Required tasks
[1] Answer these from the forum post about discrimination in the workplace, one line each:
(a) When interviewing, what does the writer say usually takes precedence over formal qualifications?
(b) What kind of role is given as an example where not being very socially aware can be a factor?
(c) What T-shirt does the writer say a candidate might show up in?
[2] Write what comes next in the forum post about discrimination in the workplace, picking up from its last sentence.

Reading text
++++
Re: Discrimination in the workplace?
I'd be less inclined to hire someone who had written Asperger's Syndrome at the top of the CV, mainly because I don't 100% believe in it and in so far as I do, I regard a diagnosis of it as more of an excuse than anything else.It's a very mild form as autism as far as we know. Too mild to treat someone much differently because of. I interview based on who has the best formal qualifications and the best experience / demonstrable ability, with the latter usually taking precedence. If someone shows up to the interview and they're not very socially aware, then it can be a factor depending on what role I'm hiring for (i.e. sales), but I'm hiring on ability and sociability is only one factor in that - and sometimes it can even be a negative one. If someone gives the impression they're super-highly strung and difficult to work with, that's a mark against them. If they show up in trainers, combats and a Britney Spears UK Tour T-shirt rather than a suit and tie, I'm unlikely to care (might even count in their favour). Gay, white, black, into model trains - couldn't give a damn. It's their business. So someone who says "Hi, I'm Gary and I have Aspergers" (or the CV equivalent in this case), isn't necessarily off my list, but it's a mark against them. Not because I (depending on the role) rule off the socially awkward, but the immediate in-your-face introduction indicates to me that either this person defines themself by it (e.g. "Oh, I have aspergers - I'm supposed to not try to understand how other people feel") or it's a warning.
++++
Dataset extract
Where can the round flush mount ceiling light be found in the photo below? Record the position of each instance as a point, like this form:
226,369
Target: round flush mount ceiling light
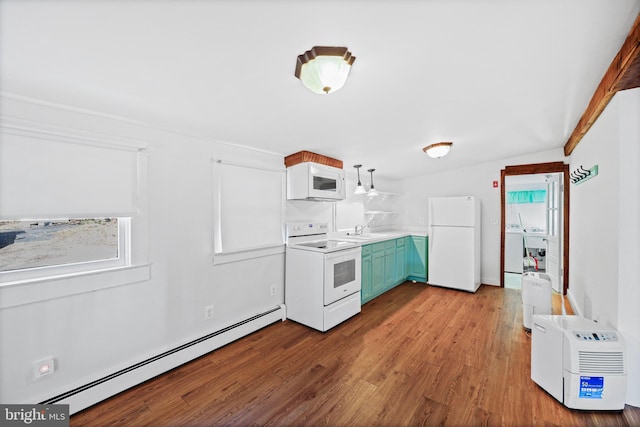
++++
Exercise results
[1]
(a) The best experience and demonstrable ability.
(b) Sales.
(c) A Britney Spears UK Tour T-shirt.

[2]
If I had a quid for every time someone who was a bit odd either labelled themselves, or were labelled by someone else as Asperger's Syndrome, when they have no clinical training, I'd be a very rich person. For those (far fewer) who have an actual clinical diagnosis... Well it wont disqualify you from being hired by me, but defining yourself by it doesn't help.
Asperger's Syndrome is a clinical label for something we've all known and been familiar with for a long time: people who don't quite get the non-verbal social interaction, lack empathy a bit and are sometimes a bit physically inept. It's not really a disability, imo. It's just a personality type. I can live with and hire that personality type. I don't like it being enshrined as a label on someone. Most people grow out of being that type of person to a large extent over time. Adopting the label as a descriptor of who you are probably retards that process, imo. Making it the first impression on someone is a negative. Tell me that you're brilliant with C++ and I wont care that much if you're a bit awkward. Tell me that you're an insensitive arsehole to people and then that's the first information that goes into my head, not: "okay, great, how's your coding?"
And in my fifteen years working in technical fields, I've met a few people who fit the bright, socially inept stereotype. But I've also met plenty of people who are not very bright and socially awkward. It's called a confirmation bias. If you're working in a technical field and someone is there *despite* being a problem in other areas, then the reason is probably that they are better than average somewhere else. Some of these personality types may develop obsessive interests in, say computer programming, which is beneficial. But you can hang out at a train station and see train spotters who are just the same but went along a less employable path. I've met more very bright socially adept people than I have very bright socially maladjusted.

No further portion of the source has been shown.